* start *
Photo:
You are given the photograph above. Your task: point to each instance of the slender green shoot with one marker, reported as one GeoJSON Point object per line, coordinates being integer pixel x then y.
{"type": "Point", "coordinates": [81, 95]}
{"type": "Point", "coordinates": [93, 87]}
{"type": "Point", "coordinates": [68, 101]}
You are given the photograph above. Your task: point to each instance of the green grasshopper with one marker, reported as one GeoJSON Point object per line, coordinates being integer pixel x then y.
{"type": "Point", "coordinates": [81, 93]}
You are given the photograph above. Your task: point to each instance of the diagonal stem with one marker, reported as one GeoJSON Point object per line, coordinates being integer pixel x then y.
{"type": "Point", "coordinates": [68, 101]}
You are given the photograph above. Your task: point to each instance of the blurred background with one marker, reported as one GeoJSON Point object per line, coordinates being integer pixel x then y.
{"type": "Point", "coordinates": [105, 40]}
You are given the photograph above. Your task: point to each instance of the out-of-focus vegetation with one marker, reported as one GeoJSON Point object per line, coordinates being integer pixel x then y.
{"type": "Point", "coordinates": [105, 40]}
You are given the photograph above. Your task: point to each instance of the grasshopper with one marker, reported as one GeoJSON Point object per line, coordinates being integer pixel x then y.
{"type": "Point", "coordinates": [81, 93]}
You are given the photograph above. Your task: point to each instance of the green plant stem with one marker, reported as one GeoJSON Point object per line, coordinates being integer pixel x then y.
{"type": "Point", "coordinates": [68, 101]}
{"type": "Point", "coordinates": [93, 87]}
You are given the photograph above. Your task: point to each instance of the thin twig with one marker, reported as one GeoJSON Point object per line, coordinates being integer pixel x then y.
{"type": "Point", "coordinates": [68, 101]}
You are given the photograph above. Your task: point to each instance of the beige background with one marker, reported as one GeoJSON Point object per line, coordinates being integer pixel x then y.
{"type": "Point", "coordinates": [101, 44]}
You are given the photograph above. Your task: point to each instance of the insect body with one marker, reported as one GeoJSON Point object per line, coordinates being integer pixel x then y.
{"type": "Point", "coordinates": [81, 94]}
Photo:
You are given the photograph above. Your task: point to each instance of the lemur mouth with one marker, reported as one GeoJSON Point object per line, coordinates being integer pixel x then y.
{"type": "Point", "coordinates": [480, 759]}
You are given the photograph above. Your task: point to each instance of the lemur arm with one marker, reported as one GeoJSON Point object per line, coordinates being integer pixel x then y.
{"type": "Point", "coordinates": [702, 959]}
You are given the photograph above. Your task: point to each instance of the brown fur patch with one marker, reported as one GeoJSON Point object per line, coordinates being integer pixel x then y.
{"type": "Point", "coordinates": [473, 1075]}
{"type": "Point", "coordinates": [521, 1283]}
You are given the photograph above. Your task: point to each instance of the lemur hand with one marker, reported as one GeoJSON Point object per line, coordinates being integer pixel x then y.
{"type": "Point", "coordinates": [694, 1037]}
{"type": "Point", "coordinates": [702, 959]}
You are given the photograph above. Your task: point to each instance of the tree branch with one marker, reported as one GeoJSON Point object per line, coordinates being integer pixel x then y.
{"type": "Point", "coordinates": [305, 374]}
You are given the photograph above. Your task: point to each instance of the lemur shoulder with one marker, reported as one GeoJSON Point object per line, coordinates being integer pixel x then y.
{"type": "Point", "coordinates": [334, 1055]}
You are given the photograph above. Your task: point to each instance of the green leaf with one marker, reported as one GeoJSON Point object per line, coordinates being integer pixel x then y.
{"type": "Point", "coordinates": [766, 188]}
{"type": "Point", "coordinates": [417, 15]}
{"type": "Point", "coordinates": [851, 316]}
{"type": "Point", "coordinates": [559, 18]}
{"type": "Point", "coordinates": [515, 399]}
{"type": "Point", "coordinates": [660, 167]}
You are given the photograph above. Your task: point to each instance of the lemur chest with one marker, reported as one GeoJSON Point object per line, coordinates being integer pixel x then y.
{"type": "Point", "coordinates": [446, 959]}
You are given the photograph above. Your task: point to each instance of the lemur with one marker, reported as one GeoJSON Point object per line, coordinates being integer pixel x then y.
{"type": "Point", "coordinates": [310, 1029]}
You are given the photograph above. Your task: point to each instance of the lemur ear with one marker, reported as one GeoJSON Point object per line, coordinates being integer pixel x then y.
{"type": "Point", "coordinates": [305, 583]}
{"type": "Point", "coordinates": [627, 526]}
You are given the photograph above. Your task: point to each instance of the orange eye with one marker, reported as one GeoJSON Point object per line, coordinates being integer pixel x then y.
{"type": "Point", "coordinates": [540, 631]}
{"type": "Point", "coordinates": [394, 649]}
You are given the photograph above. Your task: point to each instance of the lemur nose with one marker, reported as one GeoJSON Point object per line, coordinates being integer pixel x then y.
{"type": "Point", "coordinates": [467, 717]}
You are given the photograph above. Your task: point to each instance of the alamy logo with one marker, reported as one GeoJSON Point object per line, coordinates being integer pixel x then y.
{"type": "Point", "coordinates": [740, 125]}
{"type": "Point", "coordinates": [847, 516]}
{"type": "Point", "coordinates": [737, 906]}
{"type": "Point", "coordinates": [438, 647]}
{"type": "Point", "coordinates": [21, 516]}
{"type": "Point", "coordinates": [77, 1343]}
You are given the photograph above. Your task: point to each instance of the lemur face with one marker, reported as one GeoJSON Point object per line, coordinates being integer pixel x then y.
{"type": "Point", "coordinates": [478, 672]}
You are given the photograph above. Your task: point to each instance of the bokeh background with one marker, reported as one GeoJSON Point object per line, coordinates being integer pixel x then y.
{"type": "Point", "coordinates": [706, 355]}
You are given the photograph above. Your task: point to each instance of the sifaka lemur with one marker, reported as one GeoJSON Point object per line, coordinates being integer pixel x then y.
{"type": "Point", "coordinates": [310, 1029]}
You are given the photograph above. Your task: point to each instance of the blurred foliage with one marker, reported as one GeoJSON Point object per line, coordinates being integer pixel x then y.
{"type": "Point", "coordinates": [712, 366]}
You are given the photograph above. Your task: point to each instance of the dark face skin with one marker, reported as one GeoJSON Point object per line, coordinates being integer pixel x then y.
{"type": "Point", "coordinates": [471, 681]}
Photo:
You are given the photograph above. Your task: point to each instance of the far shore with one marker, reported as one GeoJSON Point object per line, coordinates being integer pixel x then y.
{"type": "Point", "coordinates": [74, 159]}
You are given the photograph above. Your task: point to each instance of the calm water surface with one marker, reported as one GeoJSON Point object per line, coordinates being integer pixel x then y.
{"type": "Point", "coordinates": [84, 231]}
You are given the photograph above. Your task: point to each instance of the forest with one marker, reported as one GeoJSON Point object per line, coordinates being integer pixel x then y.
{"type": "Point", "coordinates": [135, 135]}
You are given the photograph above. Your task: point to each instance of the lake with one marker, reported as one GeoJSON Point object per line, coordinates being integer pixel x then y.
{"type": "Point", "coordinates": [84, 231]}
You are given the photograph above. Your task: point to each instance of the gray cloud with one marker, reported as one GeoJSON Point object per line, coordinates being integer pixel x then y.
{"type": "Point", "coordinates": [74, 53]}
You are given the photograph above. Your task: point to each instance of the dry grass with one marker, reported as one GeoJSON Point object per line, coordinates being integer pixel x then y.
* end *
* _Aim of the exercise_
Copy all of the data. Keep every word exactly as it is.

* _Response to the exercise_
Photo:
You are given the photograph above. Your task: point to each instance of the slender green shoot with one marker, reported as one GeoJSON Point object per line, coordinates being integer pixel x then y.
{"type": "Point", "coordinates": [81, 95]}
{"type": "Point", "coordinates": [93, 87]}
{"type": "Point", "coordinates": [68, 101]}
You are given the photograph above. Your task: point to each instance of the green grasshopper with one marker, reported as one GeoJSON Point object per line, coordinates being integer pixel x then y.
{"type": "Point", "coordinates": [81, 93]}
You are given the photograph above. Your task: point to each instance of the diagonal stem with one marker, reported as one GeoJSON Point object per line, coordinates being integer pixel x then y.
{"type": "Point", "coordinates": [68, 101]}
You are given the photograph above. Your task: point to each instance of the blurred background with one marker, reported as one GeoJSON Point object per line, coordinates being integer pixel x then y.
{"type": "Point", "coordinates": [105, 40]}
You are given the photograph above. Your task: point to each instance of the out-of-focus vegetation with one marker, reported as one GeoJSON Point object per line, coordinates being integer pixel x then y.
{"type": "Point", "coordinates": [105, 40]}
You are given the photograph above. Your task: point to each instance of the grasshopper with one marker, reported as one GeoJSON Point object per line, coordinates being integer pixel x then y.
{"type": "Point", "coordinates": [81, 93]}
You are given the photograph above. Your task: point to each instance of the green plant stem with one marker, reported as one GeoJSON Point object per line, coordinates being integer pixel x then y.
{"type": "Point", "coordinates": [68, 101]}
{"type": "Point", "coordinates": [93, 87]}
You are given the photograph above. Your task: point to each instance of the thin twig with one marker, reported as one GeoJSON Point object per line, coordinates being integer pixel x then y.
{"type": "Point", "coordinates": [68, 101]}
You are given the photograph above. Your task: point to each instance of the beige background with one marker, reported as one GeoJSON Point object per line, coordinates being integer pixel x then y.
{"type": "Point", "coordinates": [101, 44]}
You are given the photograph above. Your task: point to each instance of the insect body with one marker, reported as one GeoJSON Point object per line, coordinates being integer pixel x then y.
{"type": "Point", "coordinates": [81, 94]}
Photo:
You are given the photograph above. Your task: point to each instance of the lemur mouth with one marker, reported as one GeoJSON Point object per line, coordinates being integer pixel x then y.
{"type": "Point", "coordinates": [480, 759]}
You are given the photograph above. Your task: point to each instance of the lemur arm with one marker, reported as one GeoJSON Point object per line, coordinates being integer pixel x then y.
{"type": "Point", "coordinates": [702, 959]}
You are given the photograph above. Your task: point to each instance of the brown fur patch with one marker, reported as one GeoJSON Point object per line, coordinates being integer pixel x then y.
{"type": "Point", "coordinates": [473, 1075]}
{"type": "Point", "coordinates": [521, 1283]}
You are given the photograph above. Your task: point to each instance of the lemur hand with one marker, reported as one GeoJSON Point object per line, coordinates being integer pixel x then y.
{"type": "Point", "coordinates": [694, 1037]}
{"type": "Point", "coordinates": [702, 959]}
You are given the photograph above. Your task: point to each instance of the tree branch with one marker, reported as one GeoJSON Point object per line, coordinates being integer pixel x then y.
{"type": "Point", "coordinates": [305, 374]}
You are given the photograph above. Your task: point to each instance of the lemur shoulder with one marker, reported as one GeoJSON Point object per line, coordinates being integer pixel x then y.
{"type": "Point", "coordinates": [334, 1055]}
You are given the photograph above. Your task: point to each instance of the green leaf with one marker, reported as one GeoJSON Point object per line, coordinates being integer pixel x then y.
{"type": "Point", "coordinates": [766, 188]}
{"type": "Point", "coordinates": [417, 15]}
{"type": "Point", "coordinates": [851, 316]}
{"type": "Point", "coordinates": [559, 18]}
{"type": "Point", "coordinates": [515, 399]}
{"type": "Point", "coordinates": [660, 167]}
You are given the photograph above. Your task: point to each instance of the lemur chest with one marker, reported as one GeoJSON Point object per line, coordinates being integer pixel x then y.
{"type": "Point", "coordinates": [446, 959]}
You are given the photograph above. Your task: point to each instance of the lemur with one marker, reported as one GeoJSON Point object per line, coordinates being integer pixel x then y.
{"type": "Point", "coordinates": [310, 1029]}
You are given the photograph above. Your task: point to each instance of the lemur ear with one marker, reported as one GeoJSON Point object per line, coordinates being integer pixel x then y.
{"type": "Point", "coordinates": [305, 583]}
{"type": "Point", "coordinates": [627, 526]}
You are given the photograph above. Your task: point to each instance of the orange eye with one marker, reported as one GeoJSON Point object per line, coordinates being integer pixel x then y.
{"type": "Point", "coordinates": [540, 631]}
{"type": "Point", "coordinates": [394, 649]}
You are given the photograph above. Your task: point to each instance of the lemur nose with one marker, reported as one GeoJSON Point object per line, coordinates being integer pixel x then y.
{"type": "Point", "coordinates": [467, 717]}
You are given the photograph above. Your task: point to each instance of the alamy logo with one marker, reported as one GeoJSON Point object per line, coordinates being integer pixel x then y.
{"type": "Point", "coordinates": [740, 125]}
{"type": "Point", "coordinates": [847, 516]}
{"type": "Point", "coordinates": [737, 906]}
{"type": "Point", "coordinates": [438, 647]}
{"type": "Point", "coordinates": [21, 516]}
{"type": "Point", "coordinates": [77, 1343]}
You are given the photograph above. Your task: point to each instance of the lemur face with one marker, reported as one GeoJSON Point object per line, coordinates being integer pixel x then y.
{"type": "Point", "coordinates": [478, 672]}
You are given the photograph above. Your task: point to each instance of the bokeh background with one marker, reported as one GeoJSON Point object per line, coordinates being integer pixel x then y.
{"type": "Point", "coordinates": [706, 355]}
You are given the photograph above. Your task: point to each instance of the sifaka lemur with one marker, reported as one GeoJSON Point object per line, coordinates being integer pixel x then y.
{"type": "Point", "coordinates": [310, 1029]}
You are given the photograph above. Your task: point to each instance of the blurred foliage with one marker, reported as one GeoJSON Point object per line, coordinates being integer pixel x then y.
{"type": "Point", "coordinates": [712, 366]}
You are given the photograph above. Your task: point to each instance of the dark face skin with one marker, reported as one GeoJSON Point object per line, coordinates being integer pixel x then y.
{"type": "Point", "coordinates": [471, 681]}
Photo:
You are given the photograph above. Your task: point to each instance of the far shore with one marker, reported as one GeoJSON Point object per line, coordinates being integer pixel x then y.
{"type": "Point", "coordinates": [74, 159]}
You are given the photograph above. Your task: point to each instance of the calm water surface with one marker, reported as one GeoJSON Point object per line, coordinates being integer pixel x then y.
{"type": "Point", "coordinates": [84, 231]}
You are given the photograph above. Your task: point to each instance of the forest with one marker, reported as one GeoJSON Point object per line, coordinates being integer pixel x then y.
{"type": "Point", "coordinates": [135, 135]}
You are given the photograph above. Your task: point to each instance of the lake with one marker, reported as one GeoJSON Point object per line, coordinates being integer pixel x then y.
{"type": "Point", "coordinates": [84, 231]}
You are given the photograph above. Your task: point to each instance of the gray cloud with one marker, reported as one GeoJSON Point object per line, coordinates being integer pixel x then y.
{"type": "Point", "coordinates": [74, 53]}
You are given the photograph above. Your task: point to each instance of the dry grass with one marker, reported as one GeoJSON Point object per line, coordinates being integer pixel x then y.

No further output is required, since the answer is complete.